• PROBLEM DESCRIPTION: Take the line that contains "Could you point at the pregnant" as the first line and the last line of the material below as the final one; reproduce exactly the lines between, inclusive.

[[ DATA SUPPLIED open ]]

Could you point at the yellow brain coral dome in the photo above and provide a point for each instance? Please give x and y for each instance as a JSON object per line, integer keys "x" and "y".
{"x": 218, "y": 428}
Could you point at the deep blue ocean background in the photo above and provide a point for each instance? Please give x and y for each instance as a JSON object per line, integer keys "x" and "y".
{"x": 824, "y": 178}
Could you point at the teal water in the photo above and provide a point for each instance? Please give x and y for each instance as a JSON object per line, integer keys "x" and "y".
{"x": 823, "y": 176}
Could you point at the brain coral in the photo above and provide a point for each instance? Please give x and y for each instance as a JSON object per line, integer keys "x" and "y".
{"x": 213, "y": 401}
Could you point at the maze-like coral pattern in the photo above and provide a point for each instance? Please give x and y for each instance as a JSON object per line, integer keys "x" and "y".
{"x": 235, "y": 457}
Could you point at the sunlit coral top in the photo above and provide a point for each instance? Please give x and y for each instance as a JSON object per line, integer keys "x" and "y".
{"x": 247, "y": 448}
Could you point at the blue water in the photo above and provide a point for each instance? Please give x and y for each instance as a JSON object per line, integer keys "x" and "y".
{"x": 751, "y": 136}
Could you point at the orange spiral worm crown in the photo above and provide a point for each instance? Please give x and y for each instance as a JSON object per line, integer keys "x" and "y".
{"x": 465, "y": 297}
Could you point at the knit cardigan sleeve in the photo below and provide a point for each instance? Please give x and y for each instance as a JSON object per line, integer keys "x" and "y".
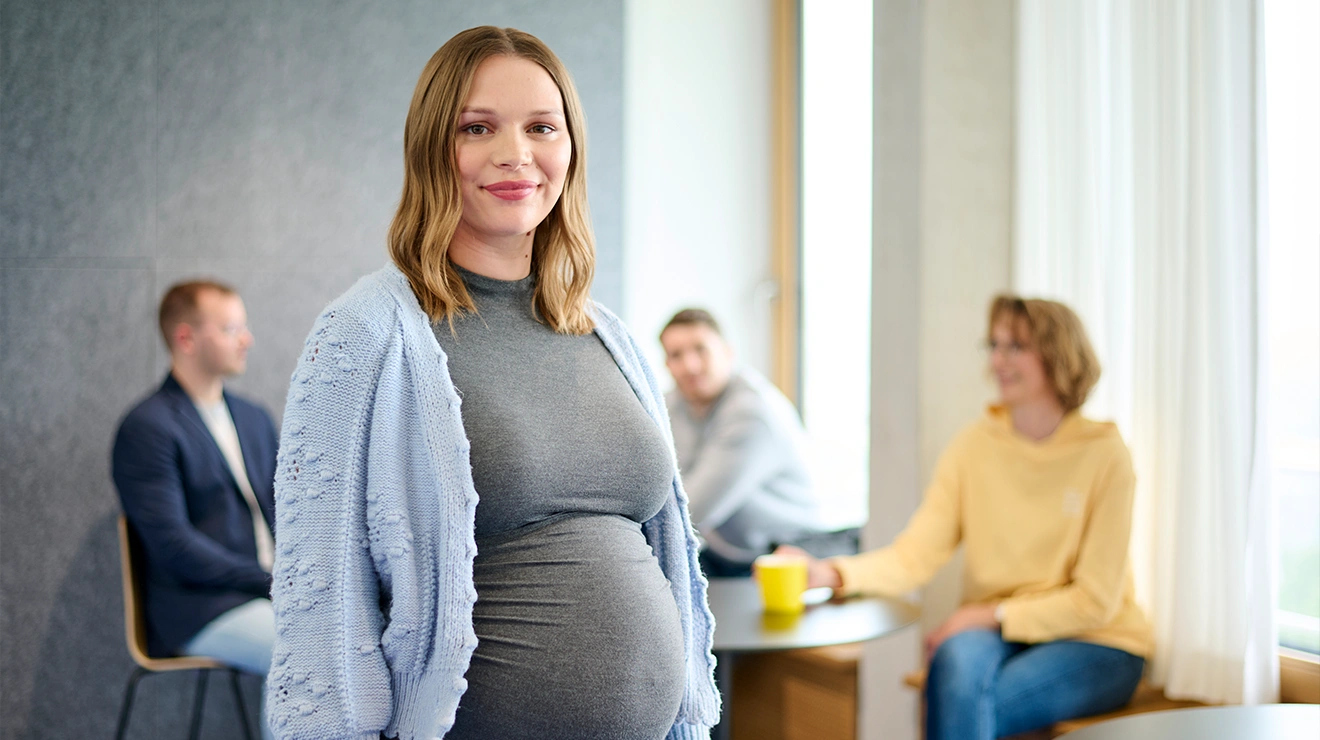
{"x": 361, "y": 647}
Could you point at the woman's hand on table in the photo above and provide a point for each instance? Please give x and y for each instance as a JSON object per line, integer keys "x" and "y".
{"x": 970, "y": 616}
{"x": 819, "y": 573}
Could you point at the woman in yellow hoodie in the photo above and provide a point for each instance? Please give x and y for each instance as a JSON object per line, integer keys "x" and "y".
{"x": 1040, "y": 497}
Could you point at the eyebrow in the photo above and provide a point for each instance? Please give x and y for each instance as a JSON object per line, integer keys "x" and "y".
{"x": 490, "y": 112}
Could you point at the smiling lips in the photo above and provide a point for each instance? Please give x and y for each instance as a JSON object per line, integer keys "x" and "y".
{"x": 511, "y": 189}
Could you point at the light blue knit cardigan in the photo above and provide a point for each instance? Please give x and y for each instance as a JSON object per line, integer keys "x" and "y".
{"x": 374, "y": 549}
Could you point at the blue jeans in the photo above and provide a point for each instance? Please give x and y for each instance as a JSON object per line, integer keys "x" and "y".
{"x": 242, "y": 637}
{"x": 981, "y": 687}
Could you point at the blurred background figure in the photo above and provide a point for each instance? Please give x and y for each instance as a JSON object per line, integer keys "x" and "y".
{"x": 742, "y": 453}
{"x": 194, "y": 467}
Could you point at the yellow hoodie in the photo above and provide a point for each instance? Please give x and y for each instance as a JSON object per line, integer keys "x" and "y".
{"x": 1046, "y": 528}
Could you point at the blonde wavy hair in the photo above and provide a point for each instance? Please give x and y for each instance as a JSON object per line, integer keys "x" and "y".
{"x": 432, "y": 205}
{"x": 1055, "y": 331}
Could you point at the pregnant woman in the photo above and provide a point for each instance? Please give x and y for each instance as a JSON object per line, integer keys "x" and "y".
{"x": 481, "y": 532}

[[ DATA SUPPLIED closed ]]

• TASK RESULT:
Could you point at the pregnant woman in the photo above and provide a point for each instance? Please give x and y for each instance as a JSON object per line, integer keys "x" and "y".
{"x": 481, "y": 532}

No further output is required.